━━━━━ Given data ━━━━━

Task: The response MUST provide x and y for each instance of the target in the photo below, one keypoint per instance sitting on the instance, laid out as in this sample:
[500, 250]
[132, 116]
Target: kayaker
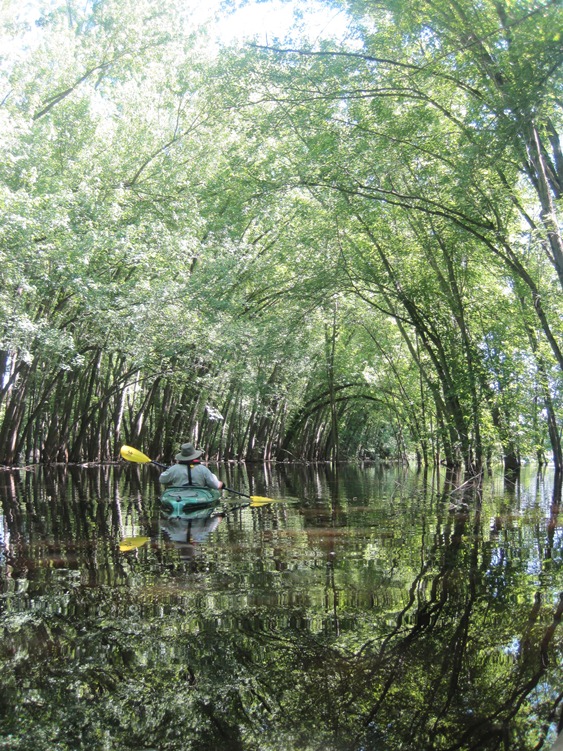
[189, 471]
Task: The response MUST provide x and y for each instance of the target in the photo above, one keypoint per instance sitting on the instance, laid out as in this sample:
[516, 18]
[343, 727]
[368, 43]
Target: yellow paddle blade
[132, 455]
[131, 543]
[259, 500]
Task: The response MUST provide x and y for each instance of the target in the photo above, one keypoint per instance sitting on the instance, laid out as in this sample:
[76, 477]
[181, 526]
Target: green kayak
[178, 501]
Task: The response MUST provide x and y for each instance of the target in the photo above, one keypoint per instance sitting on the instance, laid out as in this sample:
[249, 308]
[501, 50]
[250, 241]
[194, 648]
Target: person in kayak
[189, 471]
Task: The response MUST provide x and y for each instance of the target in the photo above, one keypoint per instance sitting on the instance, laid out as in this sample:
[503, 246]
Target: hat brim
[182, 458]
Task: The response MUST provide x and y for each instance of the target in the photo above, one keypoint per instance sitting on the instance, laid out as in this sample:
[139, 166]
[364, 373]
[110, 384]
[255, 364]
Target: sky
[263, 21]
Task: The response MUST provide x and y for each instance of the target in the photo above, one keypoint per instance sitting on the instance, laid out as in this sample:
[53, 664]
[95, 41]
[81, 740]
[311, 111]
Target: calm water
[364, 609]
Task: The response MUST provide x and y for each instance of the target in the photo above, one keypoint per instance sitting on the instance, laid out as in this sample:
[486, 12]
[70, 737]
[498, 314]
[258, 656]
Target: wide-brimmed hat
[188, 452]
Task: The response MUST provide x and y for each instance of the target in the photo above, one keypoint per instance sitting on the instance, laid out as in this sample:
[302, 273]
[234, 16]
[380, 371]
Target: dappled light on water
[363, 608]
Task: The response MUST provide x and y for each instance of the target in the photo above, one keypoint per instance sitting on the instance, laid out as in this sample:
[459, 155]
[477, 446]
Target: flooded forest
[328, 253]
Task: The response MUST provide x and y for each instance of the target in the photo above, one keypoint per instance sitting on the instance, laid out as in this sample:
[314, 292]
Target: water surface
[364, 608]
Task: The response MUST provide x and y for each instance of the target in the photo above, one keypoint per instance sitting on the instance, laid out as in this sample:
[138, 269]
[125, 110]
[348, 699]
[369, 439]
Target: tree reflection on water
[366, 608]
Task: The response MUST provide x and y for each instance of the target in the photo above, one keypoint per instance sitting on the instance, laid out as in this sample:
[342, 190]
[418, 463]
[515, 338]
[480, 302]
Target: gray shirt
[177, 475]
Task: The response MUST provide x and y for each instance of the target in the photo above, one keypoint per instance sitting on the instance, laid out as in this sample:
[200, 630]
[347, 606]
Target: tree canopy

━━━━━

Copy the data character for character, but drop all pictures from the copy.

Task: The response MUST provide x and y for each instance of the target in the photo below, one keypoint per instance sitting on the instance, laid out as in this sample:
[500, 250]
[132, 116]
Target: kayaker
[189, 471]
Task: The response MUST provide x and y for each instance of the target in the photo above, one keypoint per instance sitting on the instance, laid out as in this sample:
[516, 18]
[343, 727]
[368, 43]
Target: yellow paddle blade
[132, 455]
[131, 543]
[259, 500]
Task: The response MUST provide x and y for each instance of the target in the photo above, one keypoint per instance sitting on the instance, laid out as in this sample:
[76, 477]
[181, 526]
Target: green kayak
[178, 501]
Task: The response MUST provide x and y for each instance of the target in the photo above, one keypoint per instance sitting on the instance, laid out as in this sample:
[249, 308]
[501, 50]
[250, 241]
[194, 648]
Target: person in kayak
[189, 471]
Task: The response MUST provide x and y for each instance of the target in the photo above, one keypoint per instance sitting on the instance, laid out as in this sample:
[503, 246]
Target: hat brim
[182, 458]
Task: The response MUST provide x and y for each instance of the target in the photo above, one keypoint per instance sitting on the instance, laid out as in this sample:
[139, 166]
[364, 373]
[110, 384]
[255, 364]
Target: sky
[263, 21]
Task: The response MUST provide x and y for each instance of the target in the photo above, one keypoint per instance sitting on the instance, laid out as in this sample:
[53, 664]
[95, 41]
[81, 740]
[311, 111]
Target: calm water
[364, 609]
Task: The response MUST provide x and y for each instance of the target in the photo above, one keypoint per instance sitting on the instance, laid out as in this sample:
[486, 12]
[70, 737]
[498, 314]
[258, 656]
Target: wide-brimmed hat
[188, 452]
Task: The response MUST provide x and y for each instance of the target in the photo above, one keypoint per instance sitting on the instance, laid out as in this sample:
[302, 273]
[234, 16]
[380, 371]
Target: dappled light on water
[363, 608]
Task: The response MUST provide x and y for each instance of the target in the photo above, one keypoint per instance sitting on the instance, laid out as in this sample:
[459, 155]
[477, 446]
Target: flooded forest
[328, 253]
Task: The response MUST provide x and y for each instance of the target in the photo above, one keypoint per instance sitting on the instance, laid out as in this sample:
[314, 292]
Target: water surface
[364, 608]
Task: The response MUST provide x and y for each instance of the target in the photo above, one keypoint per instance sitting on the instance, laid out as in this sample:
[138, 269]
[125, 110]
[348, 699]
[369, 439]
Target: tree reflection on water
[366, 608]
Task: The response MUST provide x and y for each instance of the target in the photo above, one keypoint per instance sitting on the instance, laid out as in this sample:
[342, 190]
[418, 463]
[515, 338]
[480, 302]
Target: gray shirt
[177, 475]
Task: The response MUST provide x and y for each instance of the target in the photo above, one keypoint per instance sitting on the instance, laid out as in this sample:
[200, 630]
[347, 606]
Target: tree canopy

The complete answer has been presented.